• SOURCE PASSAGE
IEEE 802.1p standard-compliant network devices recognize the priority level of data packets and can assign priority labels
or tags to packets, as well as strip priority tags from packets. The priority tag determines the packet's degree of
expeditiousness and the queue to which it is assigned.
Priority tags are assigned values from 0 to 7, with 0 being assigned to the lowest priority data, and 7 to the highest.
Generally, tag 7 is used for data associated with video or audio applications, sensitive to even slight delays, or for data from
specified end users whose data transmissions warrant special consideration.
The switch enables increased definition for handling priority tagged data packets on the network. Using queues to manage
priority tagged data enables user-specification for the data’s relative priority to suit the needs of the network. Circumstances
can arise where it is advantageous to group two or more differently tagged packets into the same queue. Generally, however,
it is recommended that the highest priority queue, Queue 3, be reserved for data packets with a priority value of 7.
A weighted round robin system is employed on the switch to determine the rate at which the queues are emptied of packets.
The ratio used for clearing the queues is 8:1. This means that the highest priority queue, Queue 3, clears eight packets for
every one packet cleared from Queue 0.
It is important that the priority queue settings on the switch are for all ports, and all devices connected to the switch are
affected. The priority queuing system is especially beneficial for networks that employ priority tag assignment capable
switches.
VLAN Description
A Virtual Local Area Network (VLAN) is a network topology configured according to a logical scheme rather than the
physical layout. VLANs can be used to combine any collection of LAN segments into an autonomous user group that
appears as a single LAN. VLANs also logically segment the network into different broadcast domains so that packets are
forwarded only between ports within the VLAN. Typically, a VLAN corresponds to a particular subnet, although not
necessarily.
VLANs can enhance performance by conserving bandwidth, and improve security by limiting traffic to specific domains.
A VLAN is a collection of end nodes grouped by logic instead of physical location. End nodes that frequently communicate
with each other are assigned to the same VLAN, regardless of where they are physically on the network. Logically, a VLAN
can be equated to a broadcast domain, because broadcast packets are forwarded to only members of the VLAN on which the
broadcast was initiated.
Notes about VLANs on the DGS-3100 Series
No matter what basis is used to uniquely identify end nodes and assign these nodes VLAN membership, packets cannot
cross VLANs without a network device performing a routing function between the VLANs.
The DGS-3100 series supports IEEE 802.1Q VLANs. The port untagging function can be used to remove the 802.1Q tag
from packet headers to maintain compatibility with devices that are tag-unaware.
The switch's default is to assign all ports to a single 802.1Q VLAN named ‘default.’
The ‘default’ VLAN has a VID = 1.
IEEE 802.1Q VLANs
Some relevant terms:
Term
Description
Tagging
The act of putting 802.1Q VLAN information into the header of a packet.

• DATASET EXTRACT
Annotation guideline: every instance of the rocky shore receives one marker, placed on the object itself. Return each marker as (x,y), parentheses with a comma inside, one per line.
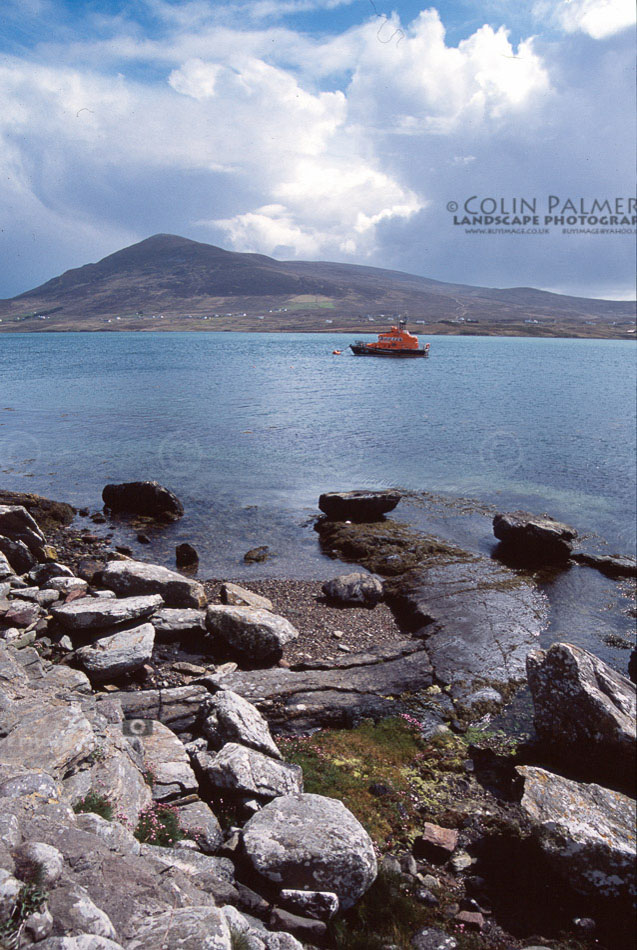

• PROBLEM DESCRIPTION
Copy the passage on switch priority queuing and VLANs word for word, between "VLAN Description" and "necessarily.", inclusive.

• EXERCISE RESULT
VLAN Description
A Virtual Local Area Network (VLAN) is a network topology configured according to a logical scheme rather than the
physical layout. VLANs can be used to combine any collection of LAN segments into an autonomous user group that
appears as a single LAN. VLANs also logically segment the network into different broadcast domains so that packets are
forwarded only between ports within the VLAN. Typically, a VLAN corresponds to a particular subnet, although not
necessarily.